* _TO DO_:
Only the lines from the one containing "Double-checking: the rocky" through the final line of the material below should be output, exactly as they stand.

* _DATA RECORDS_:
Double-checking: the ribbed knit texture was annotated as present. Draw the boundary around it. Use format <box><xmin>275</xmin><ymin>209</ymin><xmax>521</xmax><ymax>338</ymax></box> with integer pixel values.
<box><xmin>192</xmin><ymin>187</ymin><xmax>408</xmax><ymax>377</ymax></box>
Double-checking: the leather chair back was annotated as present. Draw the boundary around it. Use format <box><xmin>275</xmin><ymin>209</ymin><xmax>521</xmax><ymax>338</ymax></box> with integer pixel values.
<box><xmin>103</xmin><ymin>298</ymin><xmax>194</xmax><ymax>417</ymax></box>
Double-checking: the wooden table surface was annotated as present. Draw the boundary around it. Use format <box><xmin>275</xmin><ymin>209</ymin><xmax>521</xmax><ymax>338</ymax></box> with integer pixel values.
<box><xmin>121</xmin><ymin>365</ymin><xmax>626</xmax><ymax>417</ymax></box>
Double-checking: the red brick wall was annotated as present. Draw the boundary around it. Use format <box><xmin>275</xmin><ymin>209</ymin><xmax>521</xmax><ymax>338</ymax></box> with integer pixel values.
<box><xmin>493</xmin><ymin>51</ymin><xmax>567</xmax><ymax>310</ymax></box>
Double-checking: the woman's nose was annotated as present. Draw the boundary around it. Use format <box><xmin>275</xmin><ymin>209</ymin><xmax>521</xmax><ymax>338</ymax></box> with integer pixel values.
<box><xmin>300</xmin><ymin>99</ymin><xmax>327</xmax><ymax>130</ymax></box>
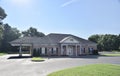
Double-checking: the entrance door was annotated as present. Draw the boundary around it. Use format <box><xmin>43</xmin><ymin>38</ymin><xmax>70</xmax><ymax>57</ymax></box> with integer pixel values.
<box><xmin>68</xmin><ymin>46</ymin><xmax>73</xmax><ymax>56</ymax></box>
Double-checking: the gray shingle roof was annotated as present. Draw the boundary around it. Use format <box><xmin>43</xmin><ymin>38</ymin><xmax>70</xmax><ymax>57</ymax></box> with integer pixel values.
<box><xmin>10</xmin><ymin>33</ymin><xmax>96</xmax><ymax>44</ymax></box>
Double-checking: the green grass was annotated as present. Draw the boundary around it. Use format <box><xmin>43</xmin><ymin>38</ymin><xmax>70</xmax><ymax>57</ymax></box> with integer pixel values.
<box><xmin>48</xmin><ymin>64</ymin><xmax>120</xmax><ymax>76</ymax></box>
<box><xmin>0</xmin><ymin>53</ymin><xmax>6</xmax><ymax>56</ymax></box>
<box><xmin>102</xmin><ymin>54</ymin><xmax>120</xmax><ymax>56</ymax></box>
<box><xmin>32</xmin><ymin>57</ymin><xmax>44</xmax><ymax>62</ymax></box>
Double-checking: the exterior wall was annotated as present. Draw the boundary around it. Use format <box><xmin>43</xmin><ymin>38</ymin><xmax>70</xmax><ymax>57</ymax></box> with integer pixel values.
<box><xmin>33</xmin><ymin>43</ymin><xmax>97</xmax><ymax>56</ymax></box>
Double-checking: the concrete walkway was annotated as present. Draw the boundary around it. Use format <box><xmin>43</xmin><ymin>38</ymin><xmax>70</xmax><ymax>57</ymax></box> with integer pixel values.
<box><xmin>0</xmin><ymin>55</ymin><xmax>120</xmax><ymax>76</ymax></box>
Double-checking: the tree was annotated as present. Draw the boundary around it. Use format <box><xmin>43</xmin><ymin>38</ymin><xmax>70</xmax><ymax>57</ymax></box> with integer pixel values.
<box><xmin>1</xmin><ymin>24</ymin><xmax>21</xmax><ymax>52</ymax></box>
<box><xmin>0</xmin><ymin>7</ymin><xmax>7</xmax><ymax>20</ymax></box>
<box><xmin>89</xmin><ymin>34</ymin><xmax>120</xmax><ymax>51</ymax></box>
<box><xmin>22</xmin><ymin>27</ymin><xmax>45</xmax><ymax>37</ymax></box>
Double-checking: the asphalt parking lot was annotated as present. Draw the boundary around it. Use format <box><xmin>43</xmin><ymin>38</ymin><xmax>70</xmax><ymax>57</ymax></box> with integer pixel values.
<box><xmin>0</xmin><ymin>54</ymin><xmax>120</xmax><ymax>76</ymax></box>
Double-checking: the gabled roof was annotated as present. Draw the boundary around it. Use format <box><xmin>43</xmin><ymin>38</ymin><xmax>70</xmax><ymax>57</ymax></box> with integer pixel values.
<box><xmin>10</xmin><ymin>33</ymin><xmax>96</xmax><ymax>44</ymax></box>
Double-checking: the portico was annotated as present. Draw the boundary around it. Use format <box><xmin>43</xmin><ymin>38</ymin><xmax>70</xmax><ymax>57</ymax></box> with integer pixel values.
<box><xmin>61</xmin><ymin>44</ymin><xmax>82</xmax><ymax>56</ymax></box>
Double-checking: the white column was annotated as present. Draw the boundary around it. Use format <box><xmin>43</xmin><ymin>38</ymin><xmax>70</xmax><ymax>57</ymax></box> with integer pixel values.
<box><xmin>19</xmin><ymin>44</ymin><xmax>22</xmax><ymax>56</ymax></box>
<box><xmin>75</xmin><ymin>44</ymin><xmax>77</xmax><ymax>56</ymax></box>
<box><xmin>61</xmin><ymin>44</ymin><xmax>63</xmax><ymax>55</ymax></box>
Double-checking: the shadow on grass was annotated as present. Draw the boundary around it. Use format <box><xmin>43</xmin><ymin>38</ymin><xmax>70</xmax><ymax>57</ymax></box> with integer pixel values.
<box><xmin>8</xmin><ymin>56</ymin><xmax>32</xmax><ymax>59</ymax></box>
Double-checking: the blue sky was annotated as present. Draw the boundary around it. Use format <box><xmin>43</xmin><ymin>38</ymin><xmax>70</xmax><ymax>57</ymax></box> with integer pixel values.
<box><xmin>0</xmin><ymin>0</ymin><xmax>120</xmax><ymax>39</ymax></box>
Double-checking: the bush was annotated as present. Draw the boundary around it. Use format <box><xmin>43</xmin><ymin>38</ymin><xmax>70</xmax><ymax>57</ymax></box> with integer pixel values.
<box><xmin>93</xmin><ymin>50</ymin><xmax>98</xmax><ymax>55</ymax></box>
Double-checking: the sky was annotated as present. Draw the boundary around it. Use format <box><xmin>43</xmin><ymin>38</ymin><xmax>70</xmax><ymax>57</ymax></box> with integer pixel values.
<box><xmin>0</xmin><ymin>0</ymin><xmax>120</xmax><ymax>39</ymax></box>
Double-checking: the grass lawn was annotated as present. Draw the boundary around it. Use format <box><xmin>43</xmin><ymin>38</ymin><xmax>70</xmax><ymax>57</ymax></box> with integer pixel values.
<box><xmin>103</xmin><ymin>54</ymin><xmax>120</xmax><ymax>56</ymax></box>
<box><xmin>0</xmin><ymin>53</ymin><xmax>5</xmax><ymax>56</ymax></box>
<box><xmin>32</xmin><ymin>57</ymin><xmax>44</xmax><ymax>62</ymax></box>
<box><xmin>48</xmin><ymin>64</ymin><xmax>120</xmax><ymax>76</ymax></box>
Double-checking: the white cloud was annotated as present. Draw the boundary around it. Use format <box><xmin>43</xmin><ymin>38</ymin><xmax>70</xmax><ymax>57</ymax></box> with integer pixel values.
<box><xmin>61</xmin><ymin>0</ymin><xmax>78</xmax><ymax>7</ymax></box>
<box><xmin>11</xmin><ymin>0</ymin><xmax>33</xmax><ymax>6</ymax></box>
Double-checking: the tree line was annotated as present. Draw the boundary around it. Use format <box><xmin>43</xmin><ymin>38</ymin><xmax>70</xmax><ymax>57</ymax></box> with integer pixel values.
<box><xmin>88</xmin><ymin>34</ymin><xmax>120</xmax><ymax>51</ymax></box>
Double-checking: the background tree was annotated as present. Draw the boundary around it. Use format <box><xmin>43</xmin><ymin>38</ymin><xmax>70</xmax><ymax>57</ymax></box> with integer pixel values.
<box><xmin>0</xmin><ymin>7</ymin><xmax>7</xmax><ymax>19</ymax></box>
<box><xmin>88</xmin><ymin>34</ymin><xmax>120</xmax><ymax>51</ymax></box>
<box><xmin>22</xmin><ymin>27</ymin><xmax>45</xmax><ymax>37</ymax></box>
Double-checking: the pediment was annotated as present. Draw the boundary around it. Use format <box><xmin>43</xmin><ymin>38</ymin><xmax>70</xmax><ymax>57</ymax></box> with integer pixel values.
<box><xmin>60</xmin><ymin>36</ymin><xmax>79</xmax><ymax>43</ymax></box>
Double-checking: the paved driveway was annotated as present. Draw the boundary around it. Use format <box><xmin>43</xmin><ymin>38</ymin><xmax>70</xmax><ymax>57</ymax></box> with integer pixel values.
<box><xmin>0</xmin><ymin>55</ymin><xmax>120</xmax><ymax>76</ymax></box>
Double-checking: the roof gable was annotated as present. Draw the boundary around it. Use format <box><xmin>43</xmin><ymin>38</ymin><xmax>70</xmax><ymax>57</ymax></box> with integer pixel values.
<box><xmin>60</xmin><ymin>36</ymin><xmax>79</xmax><ymax>43</ymax></box>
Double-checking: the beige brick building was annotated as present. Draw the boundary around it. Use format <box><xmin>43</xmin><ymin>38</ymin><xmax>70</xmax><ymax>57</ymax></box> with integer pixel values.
<box><xmin>10</xmin><ymin>33</ymin><xmax>97</xmax><ymax>56</ymax></box>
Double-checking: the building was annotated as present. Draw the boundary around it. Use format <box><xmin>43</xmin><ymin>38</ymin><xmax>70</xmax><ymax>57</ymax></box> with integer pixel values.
<box><xmin>10</xmin><ymin>33</ymin><xmax>97</xmax><ymax>56</ymax></box>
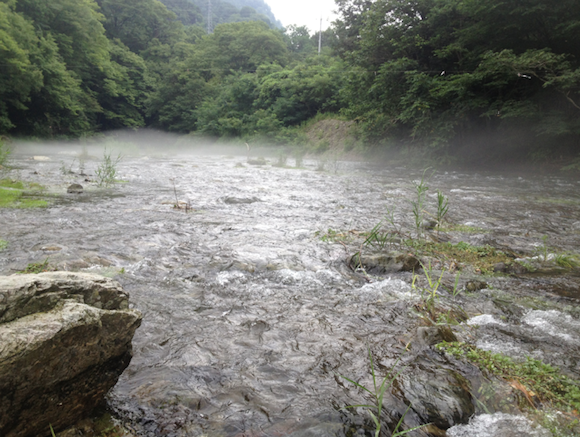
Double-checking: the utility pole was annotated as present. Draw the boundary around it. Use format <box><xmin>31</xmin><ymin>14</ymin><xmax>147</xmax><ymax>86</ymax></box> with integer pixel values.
<box><xmin>318</xmin><ymin>17</ymin><xmax>322</xmax><ymax>56</ymax></box>
<box><xmin>207</xmin><ymin>0</ymin><xmax>211</xmax><ymax>35</ymax></box>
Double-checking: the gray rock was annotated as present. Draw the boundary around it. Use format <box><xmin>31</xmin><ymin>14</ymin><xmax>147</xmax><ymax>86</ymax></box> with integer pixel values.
<box><xmin>66</xmin><ymin>184</ymin><xmax>83</xmax><ymax>194</ymax></box>
<box><xmin>349</xmin><ymin>253</ymin><xmax>420</xmax><ymax>275</ymax></box>
<box><xmin>223</xmin><ymin>196</ymin><xmax>260</xmax><ymax>205</ymax></box>
<box><xmin>0</xmin><ymin>272</ymin><xmax>141</xmax><ymax>437</ymax></box>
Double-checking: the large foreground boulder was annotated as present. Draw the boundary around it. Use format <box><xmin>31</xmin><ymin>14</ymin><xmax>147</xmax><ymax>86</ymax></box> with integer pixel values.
<box><xmin>0</xmin><ymin>272</ymin><xmax>141</xmax><ymax>437</ymax></box>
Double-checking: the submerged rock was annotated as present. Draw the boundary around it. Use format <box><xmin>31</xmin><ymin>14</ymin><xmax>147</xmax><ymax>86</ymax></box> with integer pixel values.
<box><xmin>0</xmin><ymin>272</ymin><xmax>141</xmax><ymax>437</ymax></box>
<box><xmin>349</xmin><ymin>253</ymin><xmax>421</xmax><ymax>275</ymax></box>
<box><xmin>222</xmin><ymin>196</ymin><xmax>260</xmax><ymax>205</ymax></box>
<box><xmin>66</xmin><ymin>184</ymin><xmax>83</xmax><ymax>194</ymax></box>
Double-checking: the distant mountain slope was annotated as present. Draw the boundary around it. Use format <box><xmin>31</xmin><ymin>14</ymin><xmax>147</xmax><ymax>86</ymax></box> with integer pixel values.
<box><xmin>160</xmin><ymin>0</ymin><xmax>282</xmax><ymax>28</ymax></box>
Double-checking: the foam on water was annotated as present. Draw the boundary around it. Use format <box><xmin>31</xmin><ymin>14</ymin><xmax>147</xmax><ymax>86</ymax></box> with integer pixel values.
<box><xmin>465</xmin><ymin>314</ymin><xmax>507</xmax><ymax>326</ymax></box>
<box><xmin>522</xmin><ymin>310</ymin><xmax>580</xmax><ymax>344</ymax></box>
<box><xmin>357</xmin><ymin>278</ymin><xmax>419</xmax><ymax>301</ymax></box>
<box><xmin>447</xmin><ymin>413</ymin><xmax>552</xmax><ymax>437</ymax></box>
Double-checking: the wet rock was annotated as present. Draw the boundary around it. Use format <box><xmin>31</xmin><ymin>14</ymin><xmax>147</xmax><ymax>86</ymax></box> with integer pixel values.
<box><xmin>66</xmin><ymin>184</ymin><xmax>83</xmax><ymax>194</ymax></box>
<box><xmin>222</xmin><ymin>197</ymin><xmax>260</xmax><ymax>205</ymax></box>
<box><xmin>349</xmin><ymin>253</ymin><xmax>420</xmax><ymax>275</ymax></box>
<box><xmin>416</xmin><ymin>325</ymin><xmax>457</xmax><ymax>346</ymax></box>
<box><xmin>493</xmin><ymin>263</ymin><xmax>507</xmax><ymax>273</ymax></box>
<box><xmin>394</xmin><ymin>368</ymin><xmax>475</xmax><ymax>430</ymax></box>
<box><xmin>508</xmin><ymin>262</ymin><xmax>528</xmax><ymax>275</ymax></box>
<box><xmin>0</xmin><ymin>272</ymin><xmax>141</xmax><ymax>437</ymax></box>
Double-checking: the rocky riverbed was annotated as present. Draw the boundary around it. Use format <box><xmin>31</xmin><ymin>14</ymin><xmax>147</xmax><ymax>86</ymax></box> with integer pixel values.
<box><xmin>0</xmin><ymin>141</ymin><xmax>580</xmax><ymax>437</ymax></box>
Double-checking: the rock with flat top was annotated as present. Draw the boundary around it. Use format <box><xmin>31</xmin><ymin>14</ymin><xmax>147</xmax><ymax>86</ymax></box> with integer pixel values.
<box><xmin>0</xmin><ymin>272</ymin><xmax>141</xmax><ymax>437</ymax></box>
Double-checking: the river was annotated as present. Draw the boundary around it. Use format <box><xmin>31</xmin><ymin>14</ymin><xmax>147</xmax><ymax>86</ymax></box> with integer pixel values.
<box><xmin>0</xmin><ymin>138</ymin><xmax>580</xmax><ymax>437</ymax></box>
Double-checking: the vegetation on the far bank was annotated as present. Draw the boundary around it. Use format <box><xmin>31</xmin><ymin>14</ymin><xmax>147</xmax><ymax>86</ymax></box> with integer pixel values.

* _SOLUTION TO THE PROBLEM_:
Double-checking: the rocky riverbed was annotated as present. Draw the boundary around it. Use format <box><xmin>31</xmin><ymin>14</ymin><xmax>147</xmax><ymax>86</ymax></box> with integer pixel values.
<box><xmin>0</xmin><ymin>141</ymin><xmax>580</xmax><ymax>437</ymax></box>
Double-checking: the rock with flat top was annotated as present. Draw the boundary around it. Use format <box><xmin>31</xmin><ymin>14</ymin><xmax>147</xmax><ymax>86</ymax></box> with integer pixel values.
<box><xmin>0</xmin><ymin>272</ymin><xmax>141</xmax><ymax>437</ymax></box>
Double-checking: the river was annotated as present. Draw the boundary around it. Use format <box><xmin>31</xmin><ymin>14</ymin><xmax>147</xmax><ymax>86</ymax></box> with integer pixel values.
<box><xmin>0</xmin><ymin>138</ymin><xmax>580</xmax><ymax>437</ymax></box>
Double-checking: the vegetation on the far bank was annotated as present. Draw the boundary around it. Use format <box><xmin>31</xmin><ymin>14</ymin><xmax>147</xmax><ymax>86</ymax></box> with integer pixel values.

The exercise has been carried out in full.